Exactly and only the lines from the one containing "of the grasshopper" through the close of the entries below are to be set down.

Input:
* * *

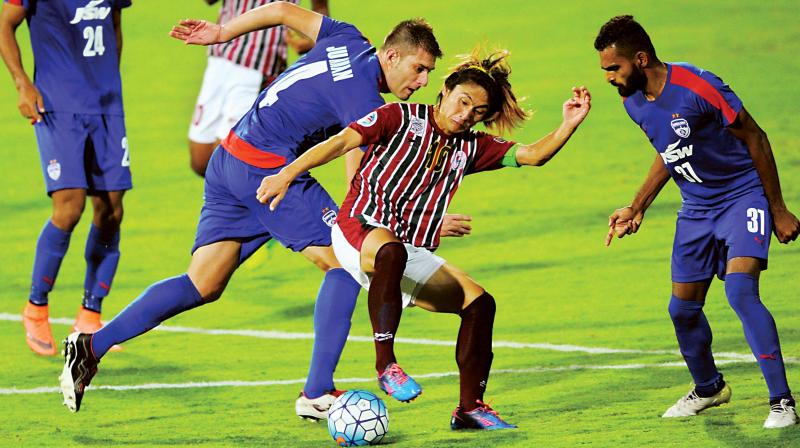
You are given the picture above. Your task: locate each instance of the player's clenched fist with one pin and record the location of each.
(624, 221)
(787, 227)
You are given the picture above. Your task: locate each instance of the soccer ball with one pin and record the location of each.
(358, 418)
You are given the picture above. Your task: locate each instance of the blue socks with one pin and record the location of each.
(694, 339)
(50, 250)
(759, 330)
(156, 304)
(102, 257)
(336, 301)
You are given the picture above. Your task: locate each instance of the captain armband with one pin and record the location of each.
(510, 159)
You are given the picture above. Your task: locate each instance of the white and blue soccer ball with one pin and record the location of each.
(358, 418)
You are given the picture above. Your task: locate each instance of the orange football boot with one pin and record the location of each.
(37, 329)
(88, 322)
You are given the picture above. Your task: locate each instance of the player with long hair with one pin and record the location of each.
(387, 228)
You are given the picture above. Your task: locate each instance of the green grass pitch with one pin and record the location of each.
(537, 246)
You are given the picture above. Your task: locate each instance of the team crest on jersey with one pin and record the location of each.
(54, 169)
(369, 120)
(329, 216)
(91, 11)
(681, 127)
(459, 161)
(417, 126)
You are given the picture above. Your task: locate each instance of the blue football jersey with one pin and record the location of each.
(687, 126)
(75, 54)
(334, 84)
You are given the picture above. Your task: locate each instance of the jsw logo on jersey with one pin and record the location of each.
(673, 153)
(91, 12)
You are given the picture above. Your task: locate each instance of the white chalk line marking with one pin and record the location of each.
(199, 385)
(263, 334)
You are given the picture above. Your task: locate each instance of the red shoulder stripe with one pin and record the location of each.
(698, 85)
(249, 154)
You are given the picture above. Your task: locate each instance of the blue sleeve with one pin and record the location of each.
(331, 27)
(730, 106)
(24, 3)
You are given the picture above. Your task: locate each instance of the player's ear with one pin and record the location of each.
(392, 56)
(642, 59)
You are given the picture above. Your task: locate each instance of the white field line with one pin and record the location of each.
(151, 386)
(262, 334)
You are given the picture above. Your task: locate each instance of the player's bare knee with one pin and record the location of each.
(483, 304)
(66, 216)
(210, 291)
(390, 254)
(109, 218)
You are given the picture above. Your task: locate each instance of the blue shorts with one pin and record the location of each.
(231, 212)
(706, 239)
(83, 151)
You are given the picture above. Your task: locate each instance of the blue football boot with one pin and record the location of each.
(483, 417)
(395, 382)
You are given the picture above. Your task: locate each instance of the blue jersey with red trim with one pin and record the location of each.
(334, 84)
(75, 54)
(687, 126)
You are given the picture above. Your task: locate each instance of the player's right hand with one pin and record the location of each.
(624, 221)
(274, 186)
(197, 32)
(31, 104)
(456, 225)
(786, 224)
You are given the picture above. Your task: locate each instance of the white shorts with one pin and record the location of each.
(421, 265)
(228, 91)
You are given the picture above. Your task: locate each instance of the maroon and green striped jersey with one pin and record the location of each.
(412, 169)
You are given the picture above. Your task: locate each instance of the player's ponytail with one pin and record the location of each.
(491, 73)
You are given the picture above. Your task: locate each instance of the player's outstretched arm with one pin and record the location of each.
(574, 110)
(30, 103)
(745, 128)
(201, 32)
(627, 220)
(116, 17)
(456, 225)
(275, 186)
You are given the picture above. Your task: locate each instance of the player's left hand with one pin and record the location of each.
(197, 32)
(456, 225)
(274, 186)
(576, 108)
(786, 225)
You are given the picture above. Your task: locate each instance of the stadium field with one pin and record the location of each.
(585, 353)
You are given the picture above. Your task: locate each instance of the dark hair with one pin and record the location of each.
(626, 35)
(490, 73)
(414, 33)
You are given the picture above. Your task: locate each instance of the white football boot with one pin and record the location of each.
(691, 404)
(781, 415)
(315, 408)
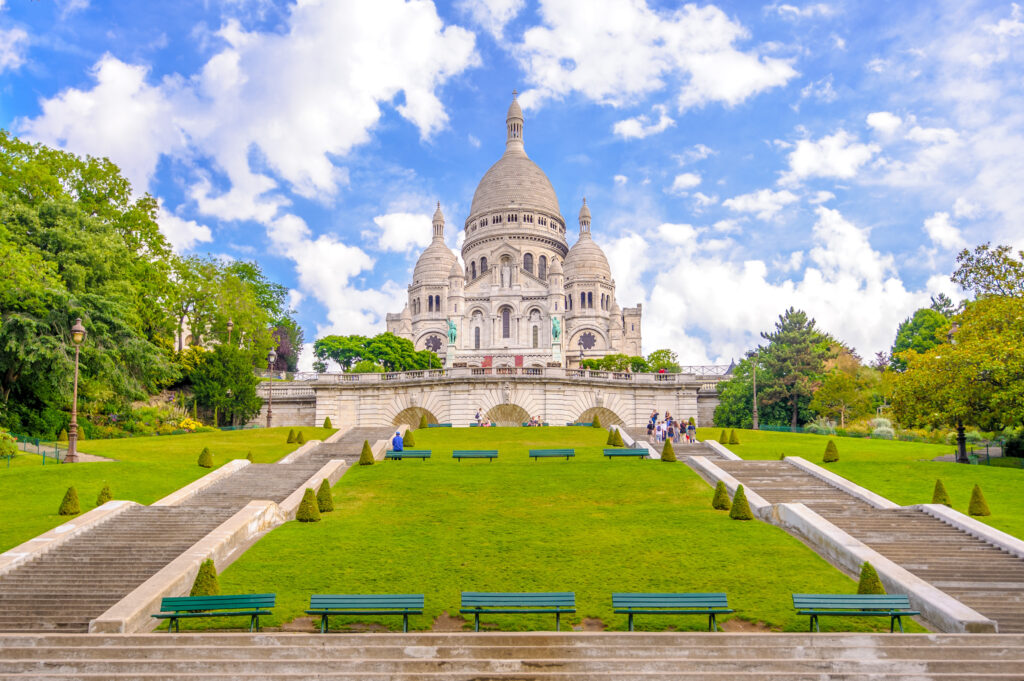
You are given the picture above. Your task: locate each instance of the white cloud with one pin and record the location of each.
(684, 182)
(13, 45)
(640, 126)
(182, 235)
(942, 231)
(401, 231)
(884, 122)
(837, 156)
(764, 203)
(614, 52)
(492, 15)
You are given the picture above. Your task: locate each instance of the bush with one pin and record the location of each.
(324, 501)
(721, 500)
(206, 581)
(367, 456)
(832, 453)
(308, 510)
(978, 504)
(869, 582)
(70, 504)
(740, 507)
(668, 454)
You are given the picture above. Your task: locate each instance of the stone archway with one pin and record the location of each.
(411, 417)
(508, 415)
(607, 417)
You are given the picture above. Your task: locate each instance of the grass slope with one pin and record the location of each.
(146, 469)
(902, 472)
(589, 525)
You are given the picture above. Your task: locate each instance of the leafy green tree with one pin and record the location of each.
(920, 333)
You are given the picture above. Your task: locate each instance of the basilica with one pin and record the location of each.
(524, 298)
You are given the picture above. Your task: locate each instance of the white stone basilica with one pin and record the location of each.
(525, 298)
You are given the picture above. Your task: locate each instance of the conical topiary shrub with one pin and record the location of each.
(367, 456)
(308, 510)
(206, 581)
(324, 501)
(978, 504)
(668, 453)
(721, 500)
(740, 507)
(70, 504)
(832, 454)
(869, 582)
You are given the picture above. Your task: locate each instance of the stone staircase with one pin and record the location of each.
(458, 656)
(977, 573)
(64, 589)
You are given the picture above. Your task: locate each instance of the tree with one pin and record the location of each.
(925, 330)
(794, 360)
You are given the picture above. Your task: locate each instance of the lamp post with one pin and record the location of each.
(271, 356)
(77, 336)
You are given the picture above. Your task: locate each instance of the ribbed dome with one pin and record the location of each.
(434, 264)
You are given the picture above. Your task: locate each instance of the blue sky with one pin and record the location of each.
(738, 158)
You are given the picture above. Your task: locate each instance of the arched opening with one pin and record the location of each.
(411, 417)
(607, 417)
(508, 415)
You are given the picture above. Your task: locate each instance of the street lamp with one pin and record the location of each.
(271, 356)
(77, 336)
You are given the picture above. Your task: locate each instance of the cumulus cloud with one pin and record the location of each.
(763, 203)
(614, 52)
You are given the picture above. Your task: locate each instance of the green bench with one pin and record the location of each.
(180, 607)
(489, 455)
(710, 604)
(551, 454)
(480, 602)
(893, 606)
(403, 604)
(636, 454)
(422, 455)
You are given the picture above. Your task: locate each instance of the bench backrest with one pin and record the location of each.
(851, 601)
(500, 599)
(189, 603)
(641, 601)
(366, 601)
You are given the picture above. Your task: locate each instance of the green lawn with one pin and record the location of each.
(146, 469)
(589, 525)
(902, 472)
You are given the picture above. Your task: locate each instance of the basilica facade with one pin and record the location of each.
(524, 298)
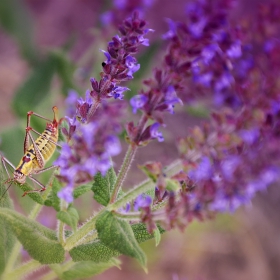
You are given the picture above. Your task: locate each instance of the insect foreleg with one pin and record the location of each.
(44, 169)
(4, 161)
(43, 188)
(38, 154)
(40, 134)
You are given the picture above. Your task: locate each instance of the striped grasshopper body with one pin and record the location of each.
(36, 153)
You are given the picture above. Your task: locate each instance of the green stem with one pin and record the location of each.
(89, 238)
(32, 215)
(57, 270)
(123, 171)
(61, 225)
(83, 231)
(131, 216)
(145, 186)
(23, 270)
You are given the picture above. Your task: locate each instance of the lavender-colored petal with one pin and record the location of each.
(137, 102)
(155, 134)
(142, 201)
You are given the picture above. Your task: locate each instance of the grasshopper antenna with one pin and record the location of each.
(5, 191)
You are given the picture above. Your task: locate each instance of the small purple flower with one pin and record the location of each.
(172, 29)
(228, 166)
(154, 133)
(112, 145)
(108, 56)
(196, 28)
(107, 18)
(209, 52)
(137, 102)
(204, 171)
(142, 201)
(117, 92)
(83, 107)
(235, 50)
(66, 194)
(120, 4)
(132, 65)
(250, 136)
(71, 102)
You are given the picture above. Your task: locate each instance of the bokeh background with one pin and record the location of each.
(242, 245)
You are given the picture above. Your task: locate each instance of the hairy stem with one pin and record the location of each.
(82, 232)
(60, 224)
(89, 226)
(123, 171)
(32, 215)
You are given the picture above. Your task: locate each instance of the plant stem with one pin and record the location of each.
(123, 171)
(60, 224)
(32, 215)
(147, 185)
(82, 232)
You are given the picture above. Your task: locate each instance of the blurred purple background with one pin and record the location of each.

* * *

Response to this exercise:
You are given the picture above. Your task: locate each instance of the grasshopper antenna with one pin and record the location of each.
(5, 191)
You are given the picture above. Your task: locate each instance of the small purple flower with one pin and record the location of each.
(172, 29)
(228, 166)
(154, 133)
(112, 145)
(108, 56)
(196, 28)
(107, 18)
(209, 52)
(137, 102)
(204, 171)
(142, 201)
(117, 92)
(83, 107)
(235, 50)
(66, 194)
(120, 4)
(132, 65)
(250, 136)
(71, 102)
You are given the picture above. Your task: locate each instance of the bokeh background with one pin and record the location of each.
(242, 245)
You are given the picture above. Your task: locate each instance of the hairy stem with one pin and record the location of each.
(82, 232)
(60, 224)
(89, 226)
(123, 171)
(32, 215)
You are given the picture above. Your task: locate each instance of the plant stem with one pin and record the location of each.
(123, 171)
(60, 224)
(32, 215)
(147, 185)
(82, 232)
You are given the picture above. Your task: locate each instance of the blurred purple background with one pin and record the location of each.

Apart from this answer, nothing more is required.